* **Pointing entries for named objects**
>>

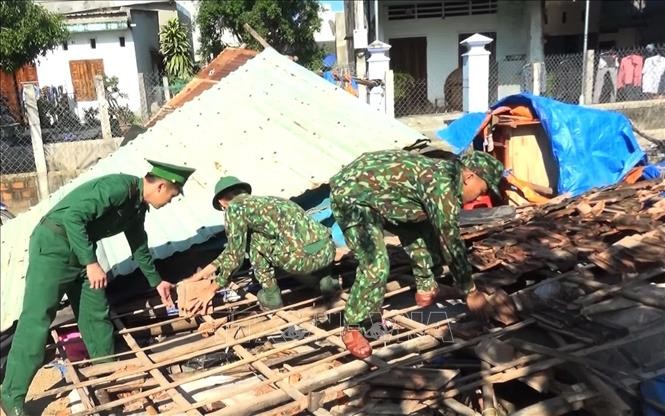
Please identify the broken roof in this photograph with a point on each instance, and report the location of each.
(224, 64)
(585, 276)
(272, 123)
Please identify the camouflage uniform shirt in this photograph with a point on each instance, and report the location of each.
(282, 235)
(403, 187)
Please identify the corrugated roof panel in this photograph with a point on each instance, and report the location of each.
(226, 62)
(272, 123)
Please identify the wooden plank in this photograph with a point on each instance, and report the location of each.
(218, 345)
(226, 367)
(261, 367)
(84, 393)
(176, 395)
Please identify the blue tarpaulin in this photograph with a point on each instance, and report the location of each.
(592, 147)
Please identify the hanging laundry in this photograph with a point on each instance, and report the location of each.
(608, 66)
(653, 70)
(630, 71)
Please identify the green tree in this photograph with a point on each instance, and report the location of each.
(28, 30)
(287, 25)
(175, 47)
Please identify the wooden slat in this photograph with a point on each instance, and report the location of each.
(84, 393)
(177, 396)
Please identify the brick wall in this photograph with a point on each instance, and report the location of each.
(19, 192)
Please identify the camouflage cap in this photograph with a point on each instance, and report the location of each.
(487, 167)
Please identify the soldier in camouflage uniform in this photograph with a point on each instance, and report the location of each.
(418, 198)
(281, 235)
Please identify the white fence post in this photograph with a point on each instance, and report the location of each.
(475, 73)
(390, 93)
(536, 71)
(37, 143)
(144, 97)
(107, 136)
(588, 76)
(378, 65)
(167, 92)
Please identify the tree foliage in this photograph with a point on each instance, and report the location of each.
(28, 30)
(175, 47)
(287, 25)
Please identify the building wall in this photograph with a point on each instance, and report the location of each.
(145, 32)
(53, 69)
(510, 23)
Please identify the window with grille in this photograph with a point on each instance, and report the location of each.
(83, 77)
(441, 9)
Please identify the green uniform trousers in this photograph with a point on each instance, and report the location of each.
(291, 256)
(53, 270)
(363, 232)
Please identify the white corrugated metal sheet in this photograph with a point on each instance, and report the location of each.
(272, 123)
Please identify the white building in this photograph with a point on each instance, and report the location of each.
(425, 38)
(117, 39)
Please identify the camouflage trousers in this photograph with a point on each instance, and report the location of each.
(363, 232)
(292, 256)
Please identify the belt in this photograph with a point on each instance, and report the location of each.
(56, 228)
(315, 247)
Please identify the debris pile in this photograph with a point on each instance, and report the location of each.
(585, 274)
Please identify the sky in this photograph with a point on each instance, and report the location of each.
(335, 5)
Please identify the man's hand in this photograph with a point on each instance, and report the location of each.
(478, 304)
(199, 303)
(164, 290)
(96, 276)
(203, 273)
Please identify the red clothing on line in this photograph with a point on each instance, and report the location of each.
(630, 71)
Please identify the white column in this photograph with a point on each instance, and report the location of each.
(535, 21)
(36, 136)
(378, 65)
(107, 135)
(475, 73)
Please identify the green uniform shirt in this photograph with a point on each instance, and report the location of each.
(101, 208)
(278, 220)
(403, 187)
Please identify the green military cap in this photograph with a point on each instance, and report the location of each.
(226, 183)
(172, 173)
(487, 167)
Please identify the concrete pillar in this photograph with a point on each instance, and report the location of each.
(36, 136)
(390, 94)
(144, 97)
(341, 43)
(167, 91)
(107, 135)
(378, 65)
(589, 72)
(537, 77)
(475, 73)
(535, 22)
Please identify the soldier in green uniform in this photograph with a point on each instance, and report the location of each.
(419, 199)
(281, 235)
(62, 260)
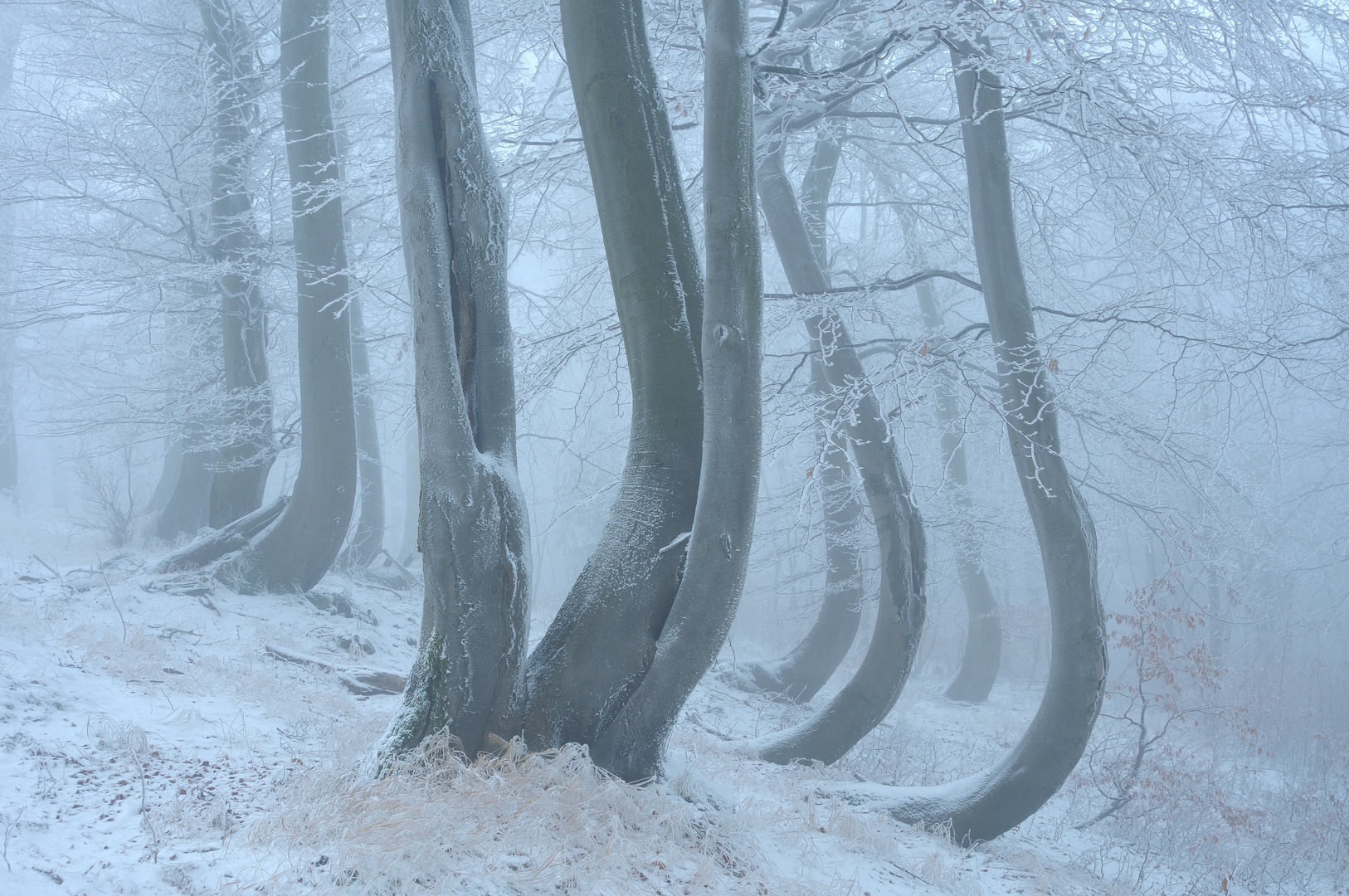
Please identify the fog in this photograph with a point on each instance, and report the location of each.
(1178, 185)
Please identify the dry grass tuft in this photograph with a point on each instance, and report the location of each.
(519, 822)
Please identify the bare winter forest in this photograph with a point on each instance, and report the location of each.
(769, 447)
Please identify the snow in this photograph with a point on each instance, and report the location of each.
(151, 744)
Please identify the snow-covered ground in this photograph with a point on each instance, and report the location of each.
(157, 737)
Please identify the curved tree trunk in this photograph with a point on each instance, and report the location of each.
(982, 652)
(245, 460)
(872, 693)
(807, 668)
(295, 553)
(368, 538)
(474, 528)
(986, 805)
(605, 635)
(723, 523)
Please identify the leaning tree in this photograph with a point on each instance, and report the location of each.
(649, 611)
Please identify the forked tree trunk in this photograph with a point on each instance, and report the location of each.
(295, 553)
(872, 693)
(723, 523)
(986, 805)
(982, 652)
(603, 639)
(807, 668)
(235, 250)
(368, 540)
(474, 528)
(8, 435)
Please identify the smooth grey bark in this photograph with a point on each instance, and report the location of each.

<<

* **Short problem**
Please reproduce every line of the records above word for word, leaving out the pictures.

* **Exercise response**
Please identify the broken roof in this photograph with a point on each instance, and report the location of each.
(224, 64)
(585, 276)
(272, 123)
Please identify the camouflage uniform shirt in this photograph with a point on each instance, and report the location of each.
(282, 235)
(403, 187)
Please identify the corrugated roof panel in this photograph with a point on each instance, and report the location of each.
(226, 62)
(272, 123)
Please identify the wooden plank in this photograph with a point on each instance, and report the location of each.
(218, 345)
(226, 367)
(261, 367)
(84, 393)
(176, 395)
Please identify the blue tarpaulin in this photograph with a point on each instance, and report the location of each.
(592, 147)
Please identify the hanging laundry in this photograph with a point on each instance, and report the location of each.
(608, 66)
(653, 70)
(630, 71)
Please identify the green tree in this photograph with a point on each instance, and report the location of each.
(28, 30)
(287, 25)
(175, 47)
Please identify the wooden slat in this photograph with a point on each instance, and report the location of each.
(84, 393)
(177, 396)
Please identify the brick wall in this photograph with a point on each instance, and report the location of each.
(19, 192)
Please identify the camouflage cap in this photograph with a point on each instance, and report the location of each.
(487, 167)
Please identify the soldier in camouflage uniform in this photograph with a point on each instance, and report the location of each.
(418, 198)
(281, 235)
Please identify the white fence post in this photograph with a point on each instance, and report the location of each.
(475, 73)
(390, 93)
(536, 71)
(37, 143)
(144, 97)
(107, 136)
(588, 76)
(378, 65)
(167, 92)
Please identify the tree foliage in this photograph with a point on each instance, and report the location of each.
(28, 30)
(175, 47)
(287, 25)
Please identify the building wall in this photograph with a point on each instance, and report the location of each.
(145, 32)
(53, 69)
(510, 23)
Please identify the window with grille in this photograph with a point on each instance, and report the location of each.
(83, 77)
(441, 9)
Please identify the green uniform trousers in this photograph with a point on each instance, and report the location of each.
(291, 256)
(53, 270)
(363, 232)
Please identify the white corrugated metal sheet in this photograph with a point on each instance, and report the location of each.
(272, 123)
Please identify the white building in this photograph with a point on each instance, and report the location of each.
(425, 38)
(117, 39)
Please identify the camouflage trousers in this photograph with a point on each instance, and report the location of each.
(363, 232)
(292, 256)
Please identify the belt in this photograph with a point on each instance, and report the location of each.
(56, 228)
(315, 247)
Please identify the debris pile in this photograph with a point on each instance, and report the location of each.
(585, 274)
Please identify the sky in this photograph with a point on each instance, and report the location of each.
(335, 5)
Please identify the man's hand in this photograph with a point on each instance, and report the location of each.
(478, 304)
(199, 303)
(164, 290)
(96, 276)
(203, 273)
Please identify the red clothing on line in this photograph with a point on each instance, and report the location of each.
(630, 71)
Please identify the white column in this photograph with a point on each instance, and report the location of each.
(535, 21)
(36, 136)
(378, 65)
(107, 135)
(475, 73)
Please identify the green uniform shirt in this photograph with a point on each instance, and report the location of each.
(101, 208)
(278, 220)
(403, 187)
Please identify the green military cap in this photograph with a point on each instance, and report the location of each.
(226, 183)
(172, 173)
(487, 167)
Please identify the concrete pillar in this photograph with a point on each instance, and report the location of each.
(36, 136)
(390, 94)
(144, 97)
(341, 43)
(167, 91)
(107, 135)
(378, 65)
(589, 72)
(537, 77)
(475, 73)
(535, 22)
Please identify the soldier in green uniform in this photograph with a point on each instance, and report the location of each.
(419, 199)
(281, 235)
(62, 260)
Please identify the fog in this photograph with a point on each instance, and report the location of each.
(1178, 185)
Please identify the dry grass tuft in this photograph with a point on each instance, and report the location of each.
(519, 822)
Please identify the bare winter forest in this photograph with a point on each instance, and report the location of each.
(769, 447)
Please identify the snow in this photograph with a point on each instance, and report the location of each.
(151, 744)
Please identify the snow-covered ground in this photograph with a point on each instance, and report the location of each.
(157, 737)
Please identify the curved tree trunk in this photograph with a point on each instance, and report the location of each.
(982, 652)
(245, 460)
(872, 693)
(807, 668)
(295, 553)
(368, 538)
(474, 528)
(986, 805)
(605, 635)
(723, 523)
Please identify the leaning tree in this photograph with a point on each instance, and report the location of each.
(649, 611)
Please identify the forked tree trunk in this photograph with a point on each instance, and report the location of each.
(295, 553)
(872, 693)
(723, 523)
(986, 805)
(982, 652)
(603, 639)
(807, 668)
(235, 250)
(368, 540)
(474, 528)
(8, 435)
Please identify the smooth grey bark in this photograph with a point on each instance, and report the location of each.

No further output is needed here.